# Start of Listed entries

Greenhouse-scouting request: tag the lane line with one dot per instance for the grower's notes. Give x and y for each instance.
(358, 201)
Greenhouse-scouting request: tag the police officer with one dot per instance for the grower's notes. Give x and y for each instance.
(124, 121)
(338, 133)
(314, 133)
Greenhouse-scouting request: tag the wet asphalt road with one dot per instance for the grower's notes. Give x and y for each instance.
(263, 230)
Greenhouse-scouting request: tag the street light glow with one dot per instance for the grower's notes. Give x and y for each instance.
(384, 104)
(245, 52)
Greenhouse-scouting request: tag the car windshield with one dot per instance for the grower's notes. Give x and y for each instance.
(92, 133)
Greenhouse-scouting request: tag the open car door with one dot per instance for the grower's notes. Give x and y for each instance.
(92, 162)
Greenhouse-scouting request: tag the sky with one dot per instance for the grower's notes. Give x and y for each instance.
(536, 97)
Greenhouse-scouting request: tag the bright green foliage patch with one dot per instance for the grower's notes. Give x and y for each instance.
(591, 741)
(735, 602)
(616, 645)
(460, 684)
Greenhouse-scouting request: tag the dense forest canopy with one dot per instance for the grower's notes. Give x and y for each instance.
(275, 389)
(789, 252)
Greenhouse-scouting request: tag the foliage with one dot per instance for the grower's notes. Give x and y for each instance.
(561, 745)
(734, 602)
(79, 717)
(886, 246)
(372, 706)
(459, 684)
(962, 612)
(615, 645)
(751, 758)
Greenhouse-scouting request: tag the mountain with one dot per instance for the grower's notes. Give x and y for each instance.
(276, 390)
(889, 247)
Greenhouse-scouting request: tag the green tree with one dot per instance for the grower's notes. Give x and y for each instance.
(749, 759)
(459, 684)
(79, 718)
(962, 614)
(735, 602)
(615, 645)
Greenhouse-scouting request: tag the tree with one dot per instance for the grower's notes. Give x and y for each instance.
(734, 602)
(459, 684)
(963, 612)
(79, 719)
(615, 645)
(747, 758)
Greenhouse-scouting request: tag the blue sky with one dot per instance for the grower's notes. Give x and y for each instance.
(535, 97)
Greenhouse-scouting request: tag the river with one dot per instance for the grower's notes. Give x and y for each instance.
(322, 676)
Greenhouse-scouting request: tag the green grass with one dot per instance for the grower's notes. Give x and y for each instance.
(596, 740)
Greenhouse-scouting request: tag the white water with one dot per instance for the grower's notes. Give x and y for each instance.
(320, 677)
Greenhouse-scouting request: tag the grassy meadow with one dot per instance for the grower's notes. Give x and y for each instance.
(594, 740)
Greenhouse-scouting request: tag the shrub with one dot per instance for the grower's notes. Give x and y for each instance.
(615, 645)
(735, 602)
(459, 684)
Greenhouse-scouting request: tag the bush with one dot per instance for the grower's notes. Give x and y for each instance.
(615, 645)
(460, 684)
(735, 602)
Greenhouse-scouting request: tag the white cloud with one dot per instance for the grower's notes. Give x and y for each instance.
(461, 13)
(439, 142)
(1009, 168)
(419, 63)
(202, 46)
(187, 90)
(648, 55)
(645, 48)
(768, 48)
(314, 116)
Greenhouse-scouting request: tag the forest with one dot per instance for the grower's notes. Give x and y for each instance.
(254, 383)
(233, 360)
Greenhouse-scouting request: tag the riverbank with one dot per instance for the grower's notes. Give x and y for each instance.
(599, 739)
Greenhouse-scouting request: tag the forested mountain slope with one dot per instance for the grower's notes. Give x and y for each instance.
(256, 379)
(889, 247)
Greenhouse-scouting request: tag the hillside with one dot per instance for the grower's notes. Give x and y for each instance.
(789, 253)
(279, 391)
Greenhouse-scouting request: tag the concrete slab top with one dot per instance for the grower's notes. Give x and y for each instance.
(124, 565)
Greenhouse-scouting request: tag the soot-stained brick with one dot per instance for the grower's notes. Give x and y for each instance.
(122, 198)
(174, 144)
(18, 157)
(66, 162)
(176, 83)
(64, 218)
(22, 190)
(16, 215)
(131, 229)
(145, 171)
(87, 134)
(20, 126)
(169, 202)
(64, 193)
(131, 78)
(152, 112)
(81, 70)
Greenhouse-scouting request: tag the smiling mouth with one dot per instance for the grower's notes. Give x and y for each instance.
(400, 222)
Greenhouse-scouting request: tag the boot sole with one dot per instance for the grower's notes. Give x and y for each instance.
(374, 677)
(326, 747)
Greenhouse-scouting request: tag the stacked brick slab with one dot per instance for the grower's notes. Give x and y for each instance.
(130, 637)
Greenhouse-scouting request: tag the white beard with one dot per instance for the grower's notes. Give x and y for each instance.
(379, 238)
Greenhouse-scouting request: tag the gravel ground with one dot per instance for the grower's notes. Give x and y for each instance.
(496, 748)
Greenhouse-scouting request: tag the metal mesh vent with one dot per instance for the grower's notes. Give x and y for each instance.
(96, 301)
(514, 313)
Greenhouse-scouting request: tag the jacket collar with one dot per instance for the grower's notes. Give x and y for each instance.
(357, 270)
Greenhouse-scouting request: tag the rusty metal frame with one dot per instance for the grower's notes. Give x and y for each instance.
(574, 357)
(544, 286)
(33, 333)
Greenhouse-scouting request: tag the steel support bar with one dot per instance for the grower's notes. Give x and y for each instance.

# End of Listed entries

◆ **Written instruction**
Reproduce the material word for word, from the line containing "Greenhouse-scouting request: tag the jacket" through the last line of the material.

◆ **Exercise answer**
Greenhouse-scouting request: tag the jacket collar with one dot per instance for the grower's notes. Give x and y for each instance.
(357, 270)
Greenhouse-scouting request: tag the rusty metal frame with one dot per instance for the grower's notes. Give x and y for each instance.
(574, 357)
(544, 286)
(33, 333)
Greenhouse-scouting request: tag the steel support bar with one dot per instance for the grower's notes. Give x and y for each instance.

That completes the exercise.